* [RECORD EXCERPTS]:
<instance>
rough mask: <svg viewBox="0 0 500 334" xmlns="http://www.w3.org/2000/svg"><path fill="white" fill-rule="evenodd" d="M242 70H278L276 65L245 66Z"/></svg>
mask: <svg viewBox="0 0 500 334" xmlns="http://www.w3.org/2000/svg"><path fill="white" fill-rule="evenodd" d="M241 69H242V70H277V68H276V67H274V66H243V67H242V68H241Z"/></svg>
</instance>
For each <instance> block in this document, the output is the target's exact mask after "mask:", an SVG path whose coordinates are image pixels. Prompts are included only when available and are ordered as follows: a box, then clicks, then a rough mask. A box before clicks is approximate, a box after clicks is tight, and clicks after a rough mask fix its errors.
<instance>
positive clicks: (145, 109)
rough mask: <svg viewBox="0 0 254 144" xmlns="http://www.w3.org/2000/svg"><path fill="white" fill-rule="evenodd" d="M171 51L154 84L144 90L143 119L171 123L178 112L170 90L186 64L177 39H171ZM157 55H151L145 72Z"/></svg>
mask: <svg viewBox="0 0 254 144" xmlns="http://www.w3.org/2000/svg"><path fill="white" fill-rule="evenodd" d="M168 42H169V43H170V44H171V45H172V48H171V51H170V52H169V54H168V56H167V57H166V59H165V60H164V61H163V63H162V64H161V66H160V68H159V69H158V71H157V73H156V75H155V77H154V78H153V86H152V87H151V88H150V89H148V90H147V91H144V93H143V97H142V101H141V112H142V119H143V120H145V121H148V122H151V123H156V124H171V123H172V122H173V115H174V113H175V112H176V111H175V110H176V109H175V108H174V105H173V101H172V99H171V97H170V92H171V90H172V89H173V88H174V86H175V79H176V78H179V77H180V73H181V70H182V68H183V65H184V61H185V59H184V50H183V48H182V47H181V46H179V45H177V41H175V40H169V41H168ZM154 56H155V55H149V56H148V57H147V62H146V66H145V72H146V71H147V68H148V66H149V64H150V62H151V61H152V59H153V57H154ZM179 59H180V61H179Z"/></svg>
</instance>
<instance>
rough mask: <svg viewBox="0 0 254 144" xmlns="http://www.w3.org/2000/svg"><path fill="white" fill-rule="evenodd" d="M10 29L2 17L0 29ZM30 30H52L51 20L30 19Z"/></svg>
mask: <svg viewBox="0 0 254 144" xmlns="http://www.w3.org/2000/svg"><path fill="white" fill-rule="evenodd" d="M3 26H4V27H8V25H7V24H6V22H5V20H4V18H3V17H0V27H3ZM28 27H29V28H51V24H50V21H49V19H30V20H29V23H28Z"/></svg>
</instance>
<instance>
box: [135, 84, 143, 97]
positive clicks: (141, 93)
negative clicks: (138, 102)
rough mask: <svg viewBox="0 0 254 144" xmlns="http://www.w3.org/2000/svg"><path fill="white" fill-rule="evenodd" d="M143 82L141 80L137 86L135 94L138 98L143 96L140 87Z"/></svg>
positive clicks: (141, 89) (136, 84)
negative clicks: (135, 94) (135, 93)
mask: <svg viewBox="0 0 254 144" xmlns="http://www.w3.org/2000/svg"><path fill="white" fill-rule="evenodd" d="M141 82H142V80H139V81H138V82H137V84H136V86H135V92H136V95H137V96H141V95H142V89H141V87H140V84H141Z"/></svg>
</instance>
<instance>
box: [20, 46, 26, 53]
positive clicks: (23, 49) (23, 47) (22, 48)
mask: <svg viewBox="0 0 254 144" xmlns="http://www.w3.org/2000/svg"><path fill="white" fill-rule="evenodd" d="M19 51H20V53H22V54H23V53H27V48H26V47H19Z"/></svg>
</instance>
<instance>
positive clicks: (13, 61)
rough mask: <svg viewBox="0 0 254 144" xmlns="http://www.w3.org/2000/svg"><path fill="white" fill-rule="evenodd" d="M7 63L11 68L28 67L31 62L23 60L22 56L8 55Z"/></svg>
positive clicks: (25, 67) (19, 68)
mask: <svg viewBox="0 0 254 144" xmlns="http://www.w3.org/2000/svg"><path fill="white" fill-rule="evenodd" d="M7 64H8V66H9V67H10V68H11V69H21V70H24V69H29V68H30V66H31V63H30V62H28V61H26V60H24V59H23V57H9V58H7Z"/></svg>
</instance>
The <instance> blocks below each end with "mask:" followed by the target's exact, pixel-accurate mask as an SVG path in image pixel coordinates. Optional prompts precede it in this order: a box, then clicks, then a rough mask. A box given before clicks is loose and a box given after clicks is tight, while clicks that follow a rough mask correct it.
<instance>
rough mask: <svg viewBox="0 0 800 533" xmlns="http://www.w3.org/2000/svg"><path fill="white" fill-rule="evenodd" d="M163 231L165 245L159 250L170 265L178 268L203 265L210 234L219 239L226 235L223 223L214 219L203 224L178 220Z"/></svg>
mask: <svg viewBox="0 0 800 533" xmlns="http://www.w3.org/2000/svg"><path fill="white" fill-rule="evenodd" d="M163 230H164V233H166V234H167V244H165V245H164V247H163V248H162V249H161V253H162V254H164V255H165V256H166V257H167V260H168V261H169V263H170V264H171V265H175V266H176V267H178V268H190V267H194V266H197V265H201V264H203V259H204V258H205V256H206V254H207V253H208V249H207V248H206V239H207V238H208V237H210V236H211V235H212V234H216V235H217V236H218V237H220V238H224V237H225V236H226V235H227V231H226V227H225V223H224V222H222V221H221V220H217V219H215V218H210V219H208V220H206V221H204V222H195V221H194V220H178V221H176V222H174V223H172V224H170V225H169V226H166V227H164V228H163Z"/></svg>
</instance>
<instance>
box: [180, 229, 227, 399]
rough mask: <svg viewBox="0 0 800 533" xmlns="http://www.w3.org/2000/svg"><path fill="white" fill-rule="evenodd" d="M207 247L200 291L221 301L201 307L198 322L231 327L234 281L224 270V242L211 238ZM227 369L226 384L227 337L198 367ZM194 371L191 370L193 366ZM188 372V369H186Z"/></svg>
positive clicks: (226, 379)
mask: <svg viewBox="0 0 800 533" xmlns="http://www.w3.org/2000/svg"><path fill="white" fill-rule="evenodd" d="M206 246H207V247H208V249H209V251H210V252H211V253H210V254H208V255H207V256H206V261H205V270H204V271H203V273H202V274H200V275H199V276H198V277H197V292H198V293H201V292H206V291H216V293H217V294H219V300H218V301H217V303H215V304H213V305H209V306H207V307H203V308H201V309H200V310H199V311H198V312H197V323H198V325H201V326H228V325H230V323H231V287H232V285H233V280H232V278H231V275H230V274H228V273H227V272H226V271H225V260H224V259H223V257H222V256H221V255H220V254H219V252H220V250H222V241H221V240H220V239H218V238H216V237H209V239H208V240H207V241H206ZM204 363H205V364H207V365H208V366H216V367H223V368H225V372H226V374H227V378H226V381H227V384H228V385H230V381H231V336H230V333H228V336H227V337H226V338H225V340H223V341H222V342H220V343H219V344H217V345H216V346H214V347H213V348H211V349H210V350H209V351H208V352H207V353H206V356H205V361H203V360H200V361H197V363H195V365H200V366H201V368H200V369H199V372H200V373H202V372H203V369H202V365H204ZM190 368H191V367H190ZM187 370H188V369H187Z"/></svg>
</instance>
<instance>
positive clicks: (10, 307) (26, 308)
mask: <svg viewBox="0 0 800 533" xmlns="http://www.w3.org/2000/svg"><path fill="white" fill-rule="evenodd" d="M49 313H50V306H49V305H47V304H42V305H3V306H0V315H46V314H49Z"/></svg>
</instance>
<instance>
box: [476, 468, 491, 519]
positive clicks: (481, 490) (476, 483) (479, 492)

* [TASK ITEM]:
Identify and copy every line of the listing that contains the string "negative", matching case exactly.

* [YOUR RESPONSE]:
negative clicks: (138, 102)
negative clicks: (135, 94) (135, 93)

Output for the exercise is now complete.